__WHAT IS NEEDED__.
Rewrite the lines below as a numbered list, leaving out any blank lines.

##### EXCERPTED RECORDS

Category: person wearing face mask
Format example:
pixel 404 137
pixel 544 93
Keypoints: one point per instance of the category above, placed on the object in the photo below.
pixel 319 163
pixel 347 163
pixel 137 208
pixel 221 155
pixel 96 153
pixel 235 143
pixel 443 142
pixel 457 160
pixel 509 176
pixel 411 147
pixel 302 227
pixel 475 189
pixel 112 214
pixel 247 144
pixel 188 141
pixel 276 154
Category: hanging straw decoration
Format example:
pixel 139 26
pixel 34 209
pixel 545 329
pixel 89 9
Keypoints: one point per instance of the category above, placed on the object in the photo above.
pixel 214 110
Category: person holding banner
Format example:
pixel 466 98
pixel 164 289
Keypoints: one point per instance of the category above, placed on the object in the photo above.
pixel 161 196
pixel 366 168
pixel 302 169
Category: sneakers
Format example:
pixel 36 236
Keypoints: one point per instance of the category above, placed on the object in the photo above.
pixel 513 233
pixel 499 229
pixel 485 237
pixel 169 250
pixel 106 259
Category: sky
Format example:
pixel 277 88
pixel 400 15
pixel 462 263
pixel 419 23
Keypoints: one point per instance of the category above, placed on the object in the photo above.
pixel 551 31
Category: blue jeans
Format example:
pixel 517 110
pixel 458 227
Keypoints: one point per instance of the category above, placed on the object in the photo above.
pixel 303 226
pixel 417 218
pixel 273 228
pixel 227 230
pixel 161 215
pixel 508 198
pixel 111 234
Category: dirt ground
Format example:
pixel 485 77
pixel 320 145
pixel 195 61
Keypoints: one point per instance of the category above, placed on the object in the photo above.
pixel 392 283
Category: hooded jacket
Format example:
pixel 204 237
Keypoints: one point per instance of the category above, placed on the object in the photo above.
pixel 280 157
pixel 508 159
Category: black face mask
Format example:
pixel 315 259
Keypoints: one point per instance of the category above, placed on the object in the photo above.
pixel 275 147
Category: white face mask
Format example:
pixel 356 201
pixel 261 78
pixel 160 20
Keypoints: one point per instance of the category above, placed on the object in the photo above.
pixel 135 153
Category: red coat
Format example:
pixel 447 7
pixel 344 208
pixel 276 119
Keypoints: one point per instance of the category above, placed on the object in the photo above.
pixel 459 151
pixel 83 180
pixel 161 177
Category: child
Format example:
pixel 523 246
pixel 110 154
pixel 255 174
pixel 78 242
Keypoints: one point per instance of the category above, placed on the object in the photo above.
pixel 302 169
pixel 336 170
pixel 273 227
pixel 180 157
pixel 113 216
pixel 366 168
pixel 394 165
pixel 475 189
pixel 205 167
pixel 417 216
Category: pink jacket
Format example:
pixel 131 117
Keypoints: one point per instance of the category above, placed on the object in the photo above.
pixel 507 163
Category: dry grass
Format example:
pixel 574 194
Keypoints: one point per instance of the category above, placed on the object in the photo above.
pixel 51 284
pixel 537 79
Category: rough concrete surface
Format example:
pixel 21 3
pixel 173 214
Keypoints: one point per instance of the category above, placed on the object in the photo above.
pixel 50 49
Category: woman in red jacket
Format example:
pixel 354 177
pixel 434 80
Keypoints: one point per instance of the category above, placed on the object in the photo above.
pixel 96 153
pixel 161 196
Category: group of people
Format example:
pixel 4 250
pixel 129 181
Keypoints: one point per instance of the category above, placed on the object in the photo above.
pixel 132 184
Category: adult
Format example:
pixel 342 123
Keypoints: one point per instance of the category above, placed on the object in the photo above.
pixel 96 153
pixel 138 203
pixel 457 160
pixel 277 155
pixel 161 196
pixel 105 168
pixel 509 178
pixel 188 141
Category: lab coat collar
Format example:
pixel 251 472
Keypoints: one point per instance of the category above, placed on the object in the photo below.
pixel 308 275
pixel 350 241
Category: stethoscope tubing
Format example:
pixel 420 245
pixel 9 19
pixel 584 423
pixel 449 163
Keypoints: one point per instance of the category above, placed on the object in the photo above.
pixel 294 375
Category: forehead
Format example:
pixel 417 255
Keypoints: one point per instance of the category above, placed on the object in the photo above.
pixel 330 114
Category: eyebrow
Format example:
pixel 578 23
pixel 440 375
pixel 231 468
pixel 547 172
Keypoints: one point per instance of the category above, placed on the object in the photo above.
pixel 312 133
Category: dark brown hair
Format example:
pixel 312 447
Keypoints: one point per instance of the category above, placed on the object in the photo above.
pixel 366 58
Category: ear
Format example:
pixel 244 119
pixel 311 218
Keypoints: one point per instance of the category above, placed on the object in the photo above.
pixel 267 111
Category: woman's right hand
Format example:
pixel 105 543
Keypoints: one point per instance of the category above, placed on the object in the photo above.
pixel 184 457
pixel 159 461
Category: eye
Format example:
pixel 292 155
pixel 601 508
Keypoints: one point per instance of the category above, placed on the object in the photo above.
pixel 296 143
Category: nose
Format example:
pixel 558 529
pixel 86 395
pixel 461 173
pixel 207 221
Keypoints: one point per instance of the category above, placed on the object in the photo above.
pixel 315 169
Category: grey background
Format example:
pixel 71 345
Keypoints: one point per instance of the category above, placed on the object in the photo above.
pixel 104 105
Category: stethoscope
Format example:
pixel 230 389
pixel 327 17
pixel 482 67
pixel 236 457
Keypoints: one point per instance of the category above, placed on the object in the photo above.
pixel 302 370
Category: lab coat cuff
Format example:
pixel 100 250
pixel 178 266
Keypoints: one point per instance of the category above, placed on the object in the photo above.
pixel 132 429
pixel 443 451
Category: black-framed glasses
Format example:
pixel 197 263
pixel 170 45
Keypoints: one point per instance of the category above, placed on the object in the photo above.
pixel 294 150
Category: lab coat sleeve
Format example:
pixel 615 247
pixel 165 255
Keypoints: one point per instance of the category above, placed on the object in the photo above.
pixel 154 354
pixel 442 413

##########

__FINISHED EXERCISE__.
1. Category: person wearing face mask
2. Format example:
3. pixel 404 137
4. pixel 544 93
5. Keypoints: one point per instance of the category above, placed on the object in the photo below.
6. pixel 319 163
7. pixel 347 163
8. pixel 137 208
9. pixel 221 155
10. pixel 96 153
11. pixel 235 143
12. pixel 443 142
13. pixel 457 160
14. pixel 509 176
15. pixel 411 147
16. pixel 302 227
17. pixel 475 189
18. pixel 112 214
19. pixel 247 144
20. pixel 188 141
21. pixel 276 154
22. Category: hanging straw decoration
23. Format example:
24. pixel 139 26
25. pixel 34 209
26. pixel 545 329
27. pixel 89 9
28. Keypoints: one point per instance of the category above, placed on the object in the photo above.
29. pixel 214 110
30. Category: person holding banner
31. Format example:
32. pixel 466 98
33. pixel 164 289
34. Keypoints: one point per instance of the category above, placed on the object in the photo above.
35. pixel 161 196
36. pixel 366 168
37. pixel 302 169
38. Category: sneakers
39. Format example:
40. pixel 36 236
41. Keypoints: one point per instance of the category above, placed on the object in the photo above.
42. pixel 513 233
43. pixel 499 229
44. pixel 485 237
45. pixel 169 250
46. pixel 106 259
47. Category: sky
48. Format example:
49. pixel 277 88
50. pixel 400 15
51. pixel 462 263
52. pixel 419 23
53. Keypoints: one point per instance of the category above, placed on the object in the photo above.
54. pixel 551 31
55. Category: blue jeans
56. Format example:
57. pixel 517 110
58. pixel 458 227
59. Keypoints: one point per instance of the category above, placed on the object in the photo above.
60. pixel 303 226
61. pixel 417 218
62. pixel 273 228
63. pixel 227 230
64. pixel 161 215
65. pixel 508 198
66. pixel 111 234
67. Category: dirt ground
68. Format example:
69. pixel 485 77
70. pixel 320 145
71. pixel 195 61
72. Keypoints: one point per instance of the category above, placed on the object in the photo above.
73. pixel 392 283
74. Category: hooded jacket
75. Format example:
76. pixel 204 237
77. Keypoints: one point per instance of the category above, placed on the object in the photo above.
78. pixel 280 157
79. pixel 508 159
80. Category: black face mask
81. Format example:
82. pixel 315 259
83. Keypoints: one point per instance of the category above, placed on the object in the photo above.
84. pixel 275 147
85. Category: white face mask
86. Format example:
87. pixel 356 201
88. pixel 261 78
89. pixel 160 20
90. Keypoints: one point per instance of the category above, placed on the object in the photo above.
91. pixel 135 153
92. Category: red coat
93. Format example:
94. pixel 447 7
95. pixel 344 208
96. pixel 276 119
97. Keypoints: one point per instance of the category above, placed on the object in the photo above.
98. pixel 459 151
99. pixel 83 180
100. pixel 161 177
101. Category: child
102. Format example:
103. pixel 523 246
104. pixel 110 154
105. pixel 255 174
106. pixel 78 242
107. Keypoints: one point per instance of the category above, placed on the object in the photo above.
108. pixel 302 169
109. pixel 336 170
110. pixel 273 227
111. pixel 180 157
112. pixel 113 216
113. pixel 366 168
114. pixel 394 165
115. pixel 475 189
116. pixel 205 167
117. pixel 417 216
118. Category: pink jacket
119. Format example:
120. pixel 131 117
121. Keypoints: one point per instance of the category above, placed on the object in the photo above.
122. pixel 507 163
123. Category: dry grass
124. Format example:
125. pixel 574 194
126. Keypoints: one point per instance of the category above, placed on the object in the photo above.
127. pixel 51 284
128. pixel 537 79
129. Category: rough concrete surface
130. Format example:
131. pixel 21 3
132. pixel 173 214
133. Keypoints: one point per instance of the category above, placed on the object in the photo above.
134. pixel 50 49
135. Category: woman in red jacket
136. Format example:
137. pixel 354 177
138. pixel 434 80
139. Keypoints: one point per instance of the category above, placed on the object in the photo above.
140. pixel 96 153
141. pixel 161 196
142. Category: group of people
143. Format example:
144. pixel 4 250
145. pixel 129 181
146. Keypoints: one point per instance of the category above, placed on the object in the photo above.
147. pixel 132 184
148. Category: adult
149. Format example:
150. pixel 342 123
151. Keypoints: one point per instance of the category above, placed on the object in the photo above.
152. pixel 96 153
153. pixel 138 203
154. pixel 457 160
155. pixel 277 155
156. pixel 161 196
157. pixel 105 168
158. pixel 509 178
159. pixel 188 141
160. Category: lab coat collar
161. Format example:
162. pixel 251 472
163. Keypoints: one point per instance of the category above, placed on the object in the photo below.
164. pixel 308 275
165. pixel 350 241
166. Category: stethoscope tubing
167. Format example:
168. pixel 420 245
169. pixel 9 19
170. pixel 584 423
171. pixel 449 163
172. Keypoints: one point per instance of the category above, placed on the object in the photo above.
173. pixel 294 375
174. Category: forehead
175. Format example:
176. pixel 417 255
177. Keypoints: one point per instance of the category above, placed on the object in the photo above.
178. pixel 330 114
179. Category: eyebrow
180. Format example:
181. pixel 578 23
182. pixel 440 375
183. pixel 231 468
184. pixel 547 172
185. Keypoints: one point per instance of the category above, placed on the object in the photo above.
186. pixel 312 133
187. Category: dark brown hair
188. Format example:
189. pixel 312 447
190. Keypoints: one point per instance of the category above, placed on the object in the photo above.
191. pixel 366 58
192. Category: ear
193. Format example:
194. pixel 244 119
195. pixel 311 218
196. Keypoints: one point per instance of the category above, placed on the object in the photo above.
197. pixel 267 111
198. Category: woman's right hand
199. Format example:
200. pixel 105 543
201. Keypoints: one point per instance of the category above, placed on the object in the photo above.
202. pixel 184 457
203. pixel 159 461
204. Category: eye
205. Format example:
206. pixel 292 155
207. pixel 601 508
208. Keypoints: one point per instance of the category above, placed on the object in the photo above.
209. pixel 296 143
210. Category: nose
211. Format example:
212. pixel 558 529
213. pixel 86 395
214. pixel 461 173
215. pixel 207 221
216. Keypoints: one point per instance of the category above, placed on the object in the photo above.
217. pixel 315 169
218. Category: grey background
219. Format example:
220. pixel 71 345
221. Keypoints: one point per instance of the category above, placed on the object in the photo above.
222. pixel 104 105
223. Category: stethoscope
224. Format example:
225. pixel 230 389
226. pixel 327 17
227. pixel 482 67
228. pixel 236 457
229. Keypoints: one point per instance of the category above, placed on the object in the photo above.
230. pixel 302 370
231. Category: lab coat cuff
232. Format example:
233. pixel 100 250
234. pixel 178 266
235. Keypoints: one point per instance of the category above, placed on the object in the photo above.
236. pixel 132 429
237. pixel 443 451
238. Category: black-framed glasses
239. Format example:
240. pixel 197 263
241. pixel 170 45
242. Keypoints: one point per instance of the category above, placed on the object in the photo above.
243. pixel 294 150
244. Category: lab coat sleeve
245. Format example:
246. pixel 615 247
247. pixel 165 255
248. Keypoints: one point per instance of the category above, placed on the object in the photo above.
249. pixel 154 354
250. pixel 442 413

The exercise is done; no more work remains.